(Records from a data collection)
········

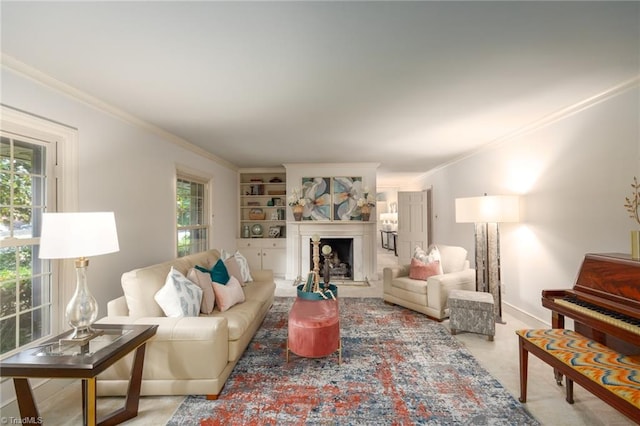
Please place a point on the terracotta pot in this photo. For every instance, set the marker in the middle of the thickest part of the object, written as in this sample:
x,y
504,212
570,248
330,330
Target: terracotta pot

········

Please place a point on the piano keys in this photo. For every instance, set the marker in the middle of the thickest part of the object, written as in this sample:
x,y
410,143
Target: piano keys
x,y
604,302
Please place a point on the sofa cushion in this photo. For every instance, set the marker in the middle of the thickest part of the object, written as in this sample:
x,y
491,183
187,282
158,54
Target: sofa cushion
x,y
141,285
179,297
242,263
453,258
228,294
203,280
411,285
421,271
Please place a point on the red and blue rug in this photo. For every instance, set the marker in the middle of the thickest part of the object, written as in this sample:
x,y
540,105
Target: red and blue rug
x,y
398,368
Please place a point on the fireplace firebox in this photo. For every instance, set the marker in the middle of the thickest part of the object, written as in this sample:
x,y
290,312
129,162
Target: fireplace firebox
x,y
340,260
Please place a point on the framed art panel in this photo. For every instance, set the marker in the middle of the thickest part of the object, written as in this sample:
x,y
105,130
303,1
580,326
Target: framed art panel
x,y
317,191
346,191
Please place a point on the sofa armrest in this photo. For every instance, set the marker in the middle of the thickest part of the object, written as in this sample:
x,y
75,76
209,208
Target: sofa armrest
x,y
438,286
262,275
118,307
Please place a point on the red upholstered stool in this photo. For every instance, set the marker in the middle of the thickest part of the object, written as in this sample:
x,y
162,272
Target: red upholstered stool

········

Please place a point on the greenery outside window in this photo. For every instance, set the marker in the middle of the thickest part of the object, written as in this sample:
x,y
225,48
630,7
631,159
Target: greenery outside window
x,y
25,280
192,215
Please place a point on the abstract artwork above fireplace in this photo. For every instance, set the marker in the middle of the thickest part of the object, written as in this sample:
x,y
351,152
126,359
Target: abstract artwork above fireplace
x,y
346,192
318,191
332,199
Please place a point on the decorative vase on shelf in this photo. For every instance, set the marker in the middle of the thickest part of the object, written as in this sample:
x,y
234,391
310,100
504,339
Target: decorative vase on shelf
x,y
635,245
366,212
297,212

········

TASK REQUIREMENTS: Turn the lines of the material above into a numbered list, from the line with "Please place a point on the terracotta" to the line with "Target: terracotta pot", both included. Skip any blank lines.

WRITTEN SOLUTION:
1. Please place a point on the terracotta pot in this photo. For every instance, set the marker in the middle of the thickest part of the object, written as in this sample:
2. x,y
3. 504,212
4. 570,248
5. 330,330
6. Target: terracotta pot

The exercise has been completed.